Task brief
Word for word, the data below must be repeated in full; no picture is to be included.

--- Supplied material ---

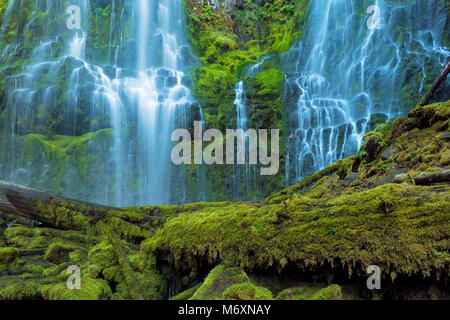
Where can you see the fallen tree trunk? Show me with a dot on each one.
(132, 225)
(435, 86)
(28, 203)
(428, 178)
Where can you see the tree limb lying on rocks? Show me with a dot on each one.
(132, 225)
(428, 178)
(23, 202)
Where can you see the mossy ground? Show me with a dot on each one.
(321, 234)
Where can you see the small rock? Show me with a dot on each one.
(445, 137)
(399, 178)
(387, 154)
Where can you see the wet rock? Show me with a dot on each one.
(372, 148)
(376, 119)
(445, 137)
(399, 178)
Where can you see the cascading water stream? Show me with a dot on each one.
(142, 102)
(242, 175)
(346, 76)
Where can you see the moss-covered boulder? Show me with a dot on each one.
(247, 291)
(312, 292)
(91, 289)
(8, 255)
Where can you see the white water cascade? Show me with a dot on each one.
(346, 75)
(139, 92)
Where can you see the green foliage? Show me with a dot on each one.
(218, 280)
(8, 255)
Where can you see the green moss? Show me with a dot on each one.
(20, 290)
(58, 252)
(187, 294)
(311, 292)
(247, 291)
(332, 292)
(218, 280)
(8, 255)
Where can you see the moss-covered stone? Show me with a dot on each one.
(91, 289)
(219, 280)
(8, 255)
(247, 291)
(311, 292)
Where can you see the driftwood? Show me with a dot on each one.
(435, 86)
(428, 178)
(21, 201)
(68, 214)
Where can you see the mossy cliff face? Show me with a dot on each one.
(336, 223)
(230, 38)
(311, 241)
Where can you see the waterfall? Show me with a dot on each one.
(244, 175)
(136, 87)
(346, 76)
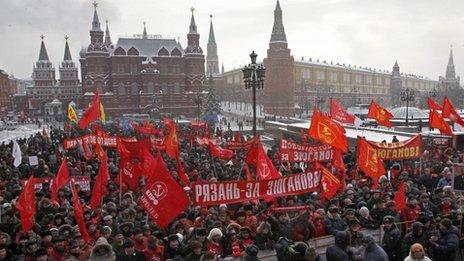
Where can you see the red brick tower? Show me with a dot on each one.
(279, 84)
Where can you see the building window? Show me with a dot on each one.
(121, 89)
(134, 89)
(306, 73)
(368, 79)
(333, 76)
(151, 87)
(176, 88)
(164, 88)
(346, 78)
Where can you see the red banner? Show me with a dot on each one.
(82, 181)
(237, 145)
(408, 149)
(108, 141)
(215, 193)
(294, 152)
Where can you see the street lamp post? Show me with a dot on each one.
(407, 96)
(253, 76)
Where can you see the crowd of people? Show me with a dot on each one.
(429, 228)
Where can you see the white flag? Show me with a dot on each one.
(17, 154)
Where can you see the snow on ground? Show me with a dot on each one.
(21, 131)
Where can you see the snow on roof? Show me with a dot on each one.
(371, 134)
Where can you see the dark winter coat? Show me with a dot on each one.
(374, 252)
(391, 243)
(338, 251)
(333, 225)
(448, 245)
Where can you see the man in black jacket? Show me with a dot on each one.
(129, 253)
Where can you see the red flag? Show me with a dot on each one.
(264, 167)
(172, 144)
(400, 197)
(433, 105)
(369, 161)
(437, 122)
(248, 175)
(99, 187)
(328, 131)
(330, 183)
(181, 171)
(129, 173)
(450, 112)
(100, 152)
(220, 153)
(79, 215)
(92, 113)
(337, 160)
(61, 179)
(26, 205)
(87, 151)
(380, 114)
(163, 198)
(338, 113)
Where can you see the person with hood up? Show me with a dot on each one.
(338, 252)
(416, 235)
(391, 241)
(445, 246)
(373, 252)
(102, 251)
(417, 253)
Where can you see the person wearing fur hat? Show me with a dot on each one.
(391, 240)
(264, 237)
(445, 245)
(417, 253)
(129, 253)
(173, 247)
(102, 251)
(214, 241)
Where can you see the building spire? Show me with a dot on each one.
(193, 26)
(211, 38)
(107, 35)
(278, 31)
(43, 55)
(67, 53)
(450, 70)
(144, 31)
(95, 22)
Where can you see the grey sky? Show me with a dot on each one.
(372, 33)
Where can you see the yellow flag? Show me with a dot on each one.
(72, 114)
(102, 113)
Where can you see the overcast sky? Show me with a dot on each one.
(372, 33)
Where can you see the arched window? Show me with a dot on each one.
(134, 89)
(121, 89)
(151, 87)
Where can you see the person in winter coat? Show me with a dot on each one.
(333, 221)
(338, 252)
(102, 251)
(173, 247)
(391, 241)
(373, 252)
(263, 239)
(416, 235)
(445, 246)
(417, 253)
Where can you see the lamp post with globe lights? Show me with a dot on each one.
(253, 77)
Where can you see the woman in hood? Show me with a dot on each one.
(102, 251)
(417, 253)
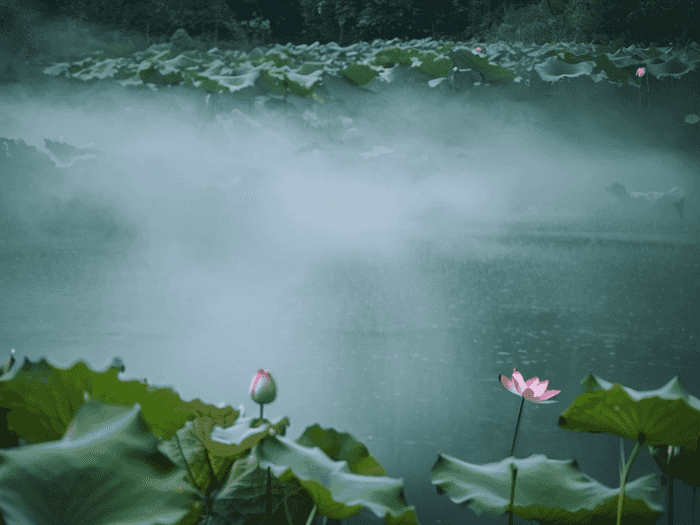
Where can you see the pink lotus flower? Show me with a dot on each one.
(532, 389)
(535, 391)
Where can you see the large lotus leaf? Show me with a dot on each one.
(224, 469)
(334, 489)
(208, 461)
(683, 464)
(43, 399)
(340, 446)
(105, 470)
(337, 492)
(665, 416)
(492, 73)
(546, 490)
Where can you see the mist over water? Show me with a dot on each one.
(374, 287)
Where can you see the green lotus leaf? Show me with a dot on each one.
(42, 400)
(684, 464)
(546, 490)
(105, 470)
(667, 416)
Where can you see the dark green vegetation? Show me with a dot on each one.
(28, 31)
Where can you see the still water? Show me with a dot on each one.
(403, 353)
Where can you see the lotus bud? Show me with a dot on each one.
(263, 389)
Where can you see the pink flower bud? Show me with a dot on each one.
(263, 389)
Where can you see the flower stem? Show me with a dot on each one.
(517, 424)
(623, 479)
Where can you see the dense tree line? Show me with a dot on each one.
(346, 21)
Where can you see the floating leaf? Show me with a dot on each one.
(665, 416)
(43, 399)
(548, 491)
(105, 470)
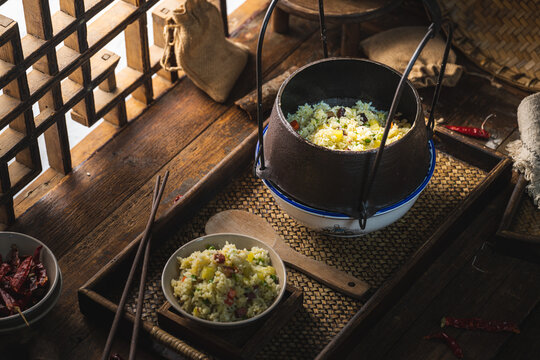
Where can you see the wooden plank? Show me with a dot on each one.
(31, 44)
(60, 21)
(138, 57)
(503, 289)
(36, 80)
(72, 324)
(107, 22)
(393, 288)
(105, 94)
(66, 57)
(7, 104)
(37, 16)
(5, 67)
(9, 139)
(6, 26)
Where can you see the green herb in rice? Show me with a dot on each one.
(354, 128)
(226, 284)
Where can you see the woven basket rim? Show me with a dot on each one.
(475, 50)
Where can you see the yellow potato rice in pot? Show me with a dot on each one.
(356, 128)
(226, 284)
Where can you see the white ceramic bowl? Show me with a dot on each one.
(26, 245)
(172, 271)
(337, 224)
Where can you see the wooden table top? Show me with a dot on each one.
(89, 216)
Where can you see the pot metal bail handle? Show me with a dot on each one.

---

Task answer
Where can you see the fallen tree trunk? Show me with a dot on each one.
(132, 225)
(435, 86)
(28, 203)
(428, 178)
Where can you see the tree limb lying on rocks? Show me with a dot on each one.
(132, 225)
(428, 178)
(23, 202)
Where can you see the mossy ground? Show me with a dot on each one.
(321, 234)
Where can you see the small rock? Show me with a dot on each one.
(445, 137)
(399, 178)
(387, 154)
Where can you see the wet rock? Show me with a dot on each one.
(372, 148)
(376, 119)
(445, 137)
(399, 178)
Where can you see the cascading water stream? Show me with a dot on each one.
(142, 102)
(242, 175)
(346, 76)
Where can you see the moss-covered boulder? Show me with a dot on each one.
(247, 291)
(312, 292)
(91, 289)
(8, 255)
Where can you see the white water cascade? Show me with a dot on each one.
(346, 75)
(139, 92)
Where can you see the green foliage? Show me with a dot on each one.
(218, 280)
(8, 255)
Where can you see the green moss? Show me with a dot on each one.
(20, 290)
(58, 252)
(187, 294)
(311, 292)
(247, 291)
(332, 292)
(218, 280)
(8, 255)
Where can you see the moss-covered stone? Show me with a dot on each one.
(91, 289)
(219, 280)
(8, 255)
(247, 291)
(311, 292)
Where can you see the driftwood? Show me with a dot on each one.
(435, 86)
(428, 178)
(21, 201)
(68, 214)
Where can you see the mossy cliff face? Show me with a dot on each one.
(336, 223)
(230, 38)
(311, 241)
Where can you see the waterfall? Show me with a dot on each one.
(244, 175)
(136, 87)
(346, 76)
Where can you see the red brick tower? Show me with a dot on each one.
(279, 84)
Where can you see the building window? Show me with a dot on each one.
(121, 89)
(134, 89)
(306, 73)
(368, 79)
(333, 76)
(151, 87)
(176, 88)
(164, 88)
(346, 78)
Where can you see the red banner? Show me with a dot on each one.
(82, 181)
(237, 145)
(408, 149)
(108, 141)
(215, 193)
(294, 152)
Where can you see the street lamp post? Show me with a dot on each one.
(407, 96)
(253, 76)
Where can you see the crowd of people? Show me with a dot on each one.
(429, 228)
Where can you see the white flag? Show me with a dot on each one.
(17, 154)
Where can you see the snow on ground? Show me with a dot on each one.
(21, 131)
Where can you see the snow on roof? Show me with a dot on each one.
(371, 134)
Where can you see the dark winter coat? Show me with a dot on each one.
(374, 252)
(391, 243)
(338, 251)
(333, 225)
(448, 245)
Where can you see the man in black jacket? Show me with a dot on each one.
(129, 253)
Where can you see the red flag? Show me with a dot on each one.
(264, 167)
(172, 144)
(400, 197)
(433, 105)
(369, 161)
(437, 122)
(248, 175)
(99, 187)
(328, 131)
(330, 183)
(181, 171)
(129, 173)
(450, 112)
(100, 152)
(220, 153)
(79, 215)
(92, 113)
(337, 160)
(61, 179)
(26, 205)
(87, 151)
(380, 114)
(163, 198)
(338, 113)
Where can you see the person with hood up? Show me with a dot on each one.
(338, 252)
(416, 235)
(391, 241)
(445, 246)
(373, 252)
(102, 251)
(417, 253)
Where can you see the person wearing fur hat? Show me with a dot on each one.
(391, 240)
(264, 237)
(445, 245)
(417, 253)
(129, 253)
(173, 247)
(102, 251)
(214, 241)
Where can you see the building spire? Show me with a dot on each one.
(193, 26)
(211, 38)
(107, 35)
(278, 31)
(43, 55)
(67, 53)
(450, 70)
(144, 31)
(95, 22)
Where can you see the grey sky? Show me with a dot on each one.
(372, 33)
Where can you see the yellow flag? Show me with a dot on each one.
(72, 114)
(102, 113)
Where can you see the overcast sky? Show me with a dot on each one.
(372, 33)
Where can you see the arched window? Show me with a dot on each one.
(134, 89)
(121, 89)
(151, 87)
Where can you see the person in winter coat? Show me with a dot on each one.
(333, 221)
(338, 252)
(102, 251)
(173, 247)
(391, 241)
(373, 252)
(263, 239)
(416, 235)
(445, 246)
(417, 253)
Where can you see the lamp post with globe lights? Show me with a dot on each one.
(253, 77)
Where can you see the woman in hood? Show me with a dot on each one.
(102, 251)
(417, 253)
Where can you see the pink lotus flower? Show me with a dot on each one.
(532, 389)
(535, 391)
Where can you see the large lotus leaf? Show me with a dot on each one.
(224, 469)
(334, 489)
(208, 461)
(683, 464)
(43, 399)
(340, 446)
(105, 470)
(337, 492)
(665, 416)
(492, 73)
(546, 490)
Where can you see the mist over water? Show me with a dot on each one.
(374, 287)
Where can you see the green lotus leaf? Show me with a dot on each one.
(42, 400)
(684, 464)
(546, 490)
(105, 470)
(667, 416)
Where can you see the dark green vegetation? Show me with a dot on each one.
(28, 31)
Where can you see the still water? Show me with a dot on each one.
(403, 353)
Where can you see the lotus bud? Show me with a dot on each one.
(263, 389)
Where can you see the pink flower bud? Show me with a dot on each one.
(263, 389)
Where can you see the flower stem? Show me with a dot on each one.
(517, 424)
(623, 479)
Where can you see the dense tree line? Show me with a dot on each one.
(346, 21)
Where can you see the floating leaf? Show me with a dot on each one.
(665, 416)
(43, 399)
(548, 491)
(105, 470)
Where can you see the wooden plank? Show me with a dot on each one.
(31, 44)
(60, 21)
(138, 57)
(503, 289)
(36, 80)
(72, 324)
(107, 22)
(393, 288)
(105, 94)
(66, 57)
(7, 104)
(37, 16)
(5, 67)
(9, 139)
(6, 26)
Where can you see the green herb in rice? Show me with a dot on each one.
(354, 128)
(226, 284)
Where can you see the woven basket rim? Show me with a dot on each one.
(475, 50)
Where can you see the yellow potato rice in pot? Show me with a dot on each one.
(356, 128)
(226, 284)
Where can you see the white ceramic bowl? Show me with a dot on each one.
(26, 245)
(172, 271)
(337, 224)
Where can you see the wooden table top? Show me with a dot on each one.
(89, 216)
Where can you see the pot metal bail handle? Show me with a dot on each one.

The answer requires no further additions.